- **SELECTED EXTRACT**
----

What I Think I Remember of South Africa – Rod Klassen
If our previous posts have ignited your curiosity surrounding international bike travel adventures, then this next series of posts right up your ally. If you have ever found yourself questioning the “challenge” of the predicable and generally paved roads here in Canada, follow along in this series from another one of our fantastic customers at OGC, Rod Klaassen, as he takes us to South Africa and back!
For anyone interested in getting in touch with his tour organizers, (Whom Rod highly recommends), check out the GSAdventures website
On a more current note, Dylan Van der Merwe (son of the tour organizer) is currently competing in the GS Africa contest (May 2016)!
A recent note from Darrell van der Merwe, Tour Organizer of GSAdventures, to Rod; RE: GS Africa contestant Daryl van der Merwe:
“Yes Dylan got through to the regional finals , this leg was however a team event . Three guys in a team with total points counting .

----

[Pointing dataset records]
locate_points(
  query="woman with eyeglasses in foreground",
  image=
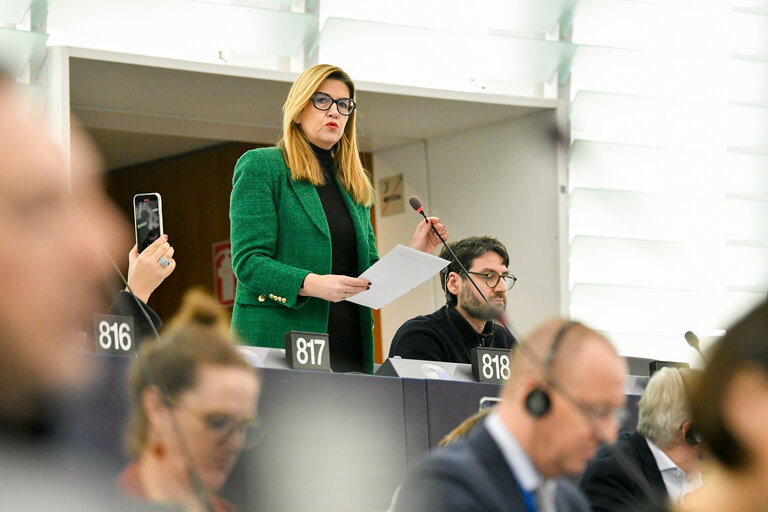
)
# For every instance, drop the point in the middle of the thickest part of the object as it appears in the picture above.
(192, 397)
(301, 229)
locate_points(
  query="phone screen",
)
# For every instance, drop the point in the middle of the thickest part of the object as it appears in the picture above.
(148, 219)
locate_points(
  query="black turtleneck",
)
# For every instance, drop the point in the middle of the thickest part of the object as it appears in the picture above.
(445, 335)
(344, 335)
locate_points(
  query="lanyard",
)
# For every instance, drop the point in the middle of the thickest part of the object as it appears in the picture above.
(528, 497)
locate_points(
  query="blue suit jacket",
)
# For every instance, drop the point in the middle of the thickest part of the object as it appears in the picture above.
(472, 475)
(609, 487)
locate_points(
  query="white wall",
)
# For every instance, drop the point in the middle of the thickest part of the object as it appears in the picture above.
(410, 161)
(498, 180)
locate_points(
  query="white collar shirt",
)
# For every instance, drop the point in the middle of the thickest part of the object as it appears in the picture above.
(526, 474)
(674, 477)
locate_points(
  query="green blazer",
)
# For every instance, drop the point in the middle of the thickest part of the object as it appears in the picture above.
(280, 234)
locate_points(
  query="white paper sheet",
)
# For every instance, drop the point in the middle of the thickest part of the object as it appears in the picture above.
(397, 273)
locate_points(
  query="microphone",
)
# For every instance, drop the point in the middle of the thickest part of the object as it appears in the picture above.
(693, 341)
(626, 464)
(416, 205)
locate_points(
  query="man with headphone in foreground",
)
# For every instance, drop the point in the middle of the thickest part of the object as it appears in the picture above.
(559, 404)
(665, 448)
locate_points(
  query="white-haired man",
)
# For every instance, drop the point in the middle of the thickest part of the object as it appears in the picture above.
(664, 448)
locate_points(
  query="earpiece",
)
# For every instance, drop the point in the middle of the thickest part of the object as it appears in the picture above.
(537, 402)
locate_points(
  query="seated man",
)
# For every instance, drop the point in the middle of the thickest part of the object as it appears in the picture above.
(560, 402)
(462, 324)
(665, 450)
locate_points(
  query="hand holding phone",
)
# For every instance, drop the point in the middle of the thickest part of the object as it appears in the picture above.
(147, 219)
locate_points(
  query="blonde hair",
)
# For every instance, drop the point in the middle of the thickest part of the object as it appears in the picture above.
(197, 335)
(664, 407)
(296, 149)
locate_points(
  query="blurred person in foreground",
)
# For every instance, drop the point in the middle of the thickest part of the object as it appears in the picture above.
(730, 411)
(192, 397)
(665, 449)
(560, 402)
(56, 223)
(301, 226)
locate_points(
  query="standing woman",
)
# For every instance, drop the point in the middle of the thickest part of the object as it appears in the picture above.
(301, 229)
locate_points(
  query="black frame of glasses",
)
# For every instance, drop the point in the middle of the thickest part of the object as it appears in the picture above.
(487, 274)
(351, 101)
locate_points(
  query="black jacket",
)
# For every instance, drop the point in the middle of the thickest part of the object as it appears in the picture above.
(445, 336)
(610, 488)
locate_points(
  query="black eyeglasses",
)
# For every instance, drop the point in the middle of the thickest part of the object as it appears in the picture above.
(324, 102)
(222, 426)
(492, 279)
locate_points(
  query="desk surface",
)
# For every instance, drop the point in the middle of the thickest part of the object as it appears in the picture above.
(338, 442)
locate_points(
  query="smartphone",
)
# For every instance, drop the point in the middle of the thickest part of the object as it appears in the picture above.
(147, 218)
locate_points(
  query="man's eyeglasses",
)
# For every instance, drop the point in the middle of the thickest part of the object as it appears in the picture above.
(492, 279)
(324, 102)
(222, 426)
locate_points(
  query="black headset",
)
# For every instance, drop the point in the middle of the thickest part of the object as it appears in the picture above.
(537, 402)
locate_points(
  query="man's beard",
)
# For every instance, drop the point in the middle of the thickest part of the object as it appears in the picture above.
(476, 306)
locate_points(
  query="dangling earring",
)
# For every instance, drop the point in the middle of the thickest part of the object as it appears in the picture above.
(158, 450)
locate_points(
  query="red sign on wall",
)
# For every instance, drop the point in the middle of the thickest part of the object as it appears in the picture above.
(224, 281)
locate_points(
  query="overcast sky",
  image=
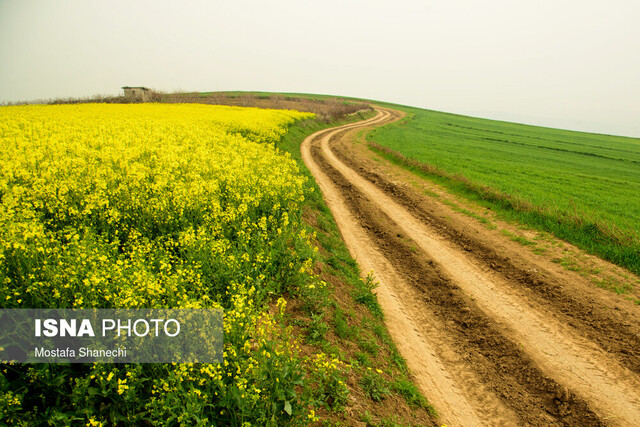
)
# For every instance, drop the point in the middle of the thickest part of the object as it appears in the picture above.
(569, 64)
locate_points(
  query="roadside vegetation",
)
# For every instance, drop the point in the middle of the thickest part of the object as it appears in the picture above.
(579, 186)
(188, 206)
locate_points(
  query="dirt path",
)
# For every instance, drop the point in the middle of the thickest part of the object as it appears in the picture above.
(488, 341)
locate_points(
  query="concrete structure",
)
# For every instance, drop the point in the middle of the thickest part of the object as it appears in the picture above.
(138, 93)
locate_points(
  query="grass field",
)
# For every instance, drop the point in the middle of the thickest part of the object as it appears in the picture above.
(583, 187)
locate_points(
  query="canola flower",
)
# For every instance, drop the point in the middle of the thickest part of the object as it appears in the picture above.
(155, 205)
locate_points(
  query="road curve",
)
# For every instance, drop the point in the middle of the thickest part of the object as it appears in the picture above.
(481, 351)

----

- **EXERCISES TO COMPLETE**
[a] According to the post, which website should readers check to contact the tour organizers?
[b] Copy word for word everything in the post from "What I Think" down to "Africa and back!".

- **THE REPLIES**
[a] The GSAdventures website.

[b]
What I Think I Remember of South Africa – Rod Klassen
If our previous posts have ignited your curiosity surrounding international bike travel adventures, then this next series of posts right up your ally. If you have ever found yourself questioning the “challenge” of the predicable and generally paved roads here in Canada, follow along in this series from another one of our fantastic customers at OGC, Rod Klaassen, as he takes us to South Africa and back!